INFORMATION SHOWN ▸
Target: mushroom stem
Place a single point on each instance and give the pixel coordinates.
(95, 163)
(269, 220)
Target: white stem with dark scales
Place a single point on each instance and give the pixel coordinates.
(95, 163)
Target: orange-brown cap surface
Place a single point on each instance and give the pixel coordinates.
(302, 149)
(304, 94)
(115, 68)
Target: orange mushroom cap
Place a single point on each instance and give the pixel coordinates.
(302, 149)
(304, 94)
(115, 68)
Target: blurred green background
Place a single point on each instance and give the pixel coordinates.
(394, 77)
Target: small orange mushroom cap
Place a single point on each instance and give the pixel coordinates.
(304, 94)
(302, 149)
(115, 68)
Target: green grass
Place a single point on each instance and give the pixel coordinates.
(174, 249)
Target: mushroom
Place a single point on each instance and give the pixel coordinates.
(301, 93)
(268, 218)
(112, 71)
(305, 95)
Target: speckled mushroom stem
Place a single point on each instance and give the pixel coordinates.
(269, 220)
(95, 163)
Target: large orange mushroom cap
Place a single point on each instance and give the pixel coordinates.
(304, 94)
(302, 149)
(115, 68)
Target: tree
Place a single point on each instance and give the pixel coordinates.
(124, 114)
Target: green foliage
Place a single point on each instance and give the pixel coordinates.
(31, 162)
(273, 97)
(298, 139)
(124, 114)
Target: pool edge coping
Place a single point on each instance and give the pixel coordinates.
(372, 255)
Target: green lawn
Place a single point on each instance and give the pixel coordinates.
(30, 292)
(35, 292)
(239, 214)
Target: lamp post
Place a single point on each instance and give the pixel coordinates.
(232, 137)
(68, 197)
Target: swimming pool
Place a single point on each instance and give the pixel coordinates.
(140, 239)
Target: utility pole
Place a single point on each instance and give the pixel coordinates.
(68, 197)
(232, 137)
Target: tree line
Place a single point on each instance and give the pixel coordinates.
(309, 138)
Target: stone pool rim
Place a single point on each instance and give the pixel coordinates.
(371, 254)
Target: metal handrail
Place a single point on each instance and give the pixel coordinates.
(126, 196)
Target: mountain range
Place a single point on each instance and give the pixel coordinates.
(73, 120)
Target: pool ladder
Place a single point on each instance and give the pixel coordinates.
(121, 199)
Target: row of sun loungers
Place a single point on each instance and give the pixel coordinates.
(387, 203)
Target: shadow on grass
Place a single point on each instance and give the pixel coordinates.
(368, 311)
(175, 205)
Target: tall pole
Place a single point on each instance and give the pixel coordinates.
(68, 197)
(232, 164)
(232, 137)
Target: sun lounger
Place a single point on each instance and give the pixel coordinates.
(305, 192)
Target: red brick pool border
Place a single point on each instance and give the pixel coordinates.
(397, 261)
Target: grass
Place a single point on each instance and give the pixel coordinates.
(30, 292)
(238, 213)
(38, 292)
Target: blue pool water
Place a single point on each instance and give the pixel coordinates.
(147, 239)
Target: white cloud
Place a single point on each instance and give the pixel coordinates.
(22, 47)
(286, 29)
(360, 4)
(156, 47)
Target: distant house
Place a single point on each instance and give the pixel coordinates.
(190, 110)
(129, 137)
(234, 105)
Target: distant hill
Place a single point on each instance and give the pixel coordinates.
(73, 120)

PROBLEM REQUIREMENTS ▸
Reproduce all of the lines above, substituting "single marker" for every occurrence of "single point" and leaving everything else unchanged.

ANSWER BELOW ▸
Target: mushroom stem
Place a single marker on each instance and give the pixel coordinates.
(95, 163)
(269, 220)
Target: white stem with dark scales
Place a single marker on each instance and give the pixel coordinates.
(95, 163)
Target: orange-brown cap surface
Place a single marker on each instance and give the pixel coordinates.
(302, 149)
(304, 94)
(115, 68)
Target: orange mushroom cap
Place a single marker on each instance and give the pixel coordinates.
(302, 149)
(304, 94)
(115, 68)
Target: blurred green background
Place a single marker on each instance and give the pixel coordinates.
(394, 77)
Target: small orange mushroom cap
Place a single marker on each instance and give the pixel coordinates.
(304, 94)
(302, 149)
(115, 68)
Target: green grass
Place a single marker on each instance and give the pixel coordinates.
(174, 249)
Target: mushroom
Place a single marker on each instance and give the pixel coordinates.
(301, 93)
(268, 218)
(112, 71)
(305, 95)
Target: speckled mushroom stem
Place a single marker on each instance and give the pixel coordinates.
(269, 220)
(95, 163)
Target: large orange mushroom cap
Place a single marker on each instance and give the pixel coordinates.
(304, 94)
(302, 149)
(115, 68)
Target: tree
Place a single marker on each instance and give the pixel coordinates.
(124, 114)
Target: green foliage
Place a single marker on each instance and give the pixel coordinates.
(31, 162)
(273, 97)
(298, 139)
(124, 114)
Target: pool edge coping
Place a single marker on each instance and give the pixel coordinates.
(372, 255)
Target: green lawn
Place a single marker on each instance and give the pixel coordinates.
(30, 292)
(35, 292)
(239, 214)
Target: lamp post
Place a single marker on each instance and give the pixel coordinates.
(232, 137)
(68, 197)
Target: swimming pool
Place a single marker on each instance and give the pixel coordinates.
(140, 239)
Target: utility pole
Place a single marker on each instance and give the pixel coordinates.
(68, 197)
(232, 137)
Target: tree line
Place a single marker on each instance and give the pixel coordinates.
(309, 138)
Target: stone pool rim
Place a single marker on each instance and give the pixel coordinates.
(371, 254)
Target: metal handrail
Place a single marker on each instance and give the pixel coordinates.
(126, 196)
Target: mountain range
Place a single marker on each instance and give the pixel coordinates.
(73, 120)
Target: pool ladder
Place a single marker on each instance and give the pixel coordinates.
(121, 199)
Target: row of sun loungers
Place a single marker on each instance and give the pixel coordinates.
(387, 203)
Target: shadow on grass
Place a single marker on each instance and give the pixel coordinates.
(368, 311)
(175, 205)
Target: tall pole
Place a single marker on each instance and give the pixel coordinates.
(68, 197)
(232, 164)
(232, 137)
Target: sun lounger
Place a single marker on each instance and give the pixel coordinates.
(305, 192)
Target: red brick pool border
Place a single marker on each instance and give the pixel coordinates.
(397, 261)
Target: grass
Place a single marker on each instance and give the pixel coordinates.
(30, 292)
(238, 213)
(38, 292)
Target: blue pool water
Place a single marker on each instance and give the pixel coordinates.
(147, 239)
Target: white cloud
Place a single marker on each instance and give the pixel coordinates.
(22, 47)
(286, 29)
(360, 4)
(156, 47)
Target: distant house
Place a single marker on each instance and give the pixel coordinates.
(190, 110)
(129, 137)
(234, 105)
Target: distant hill
Place a single marker on each instance and give the pixel coordinates.
(73, 120)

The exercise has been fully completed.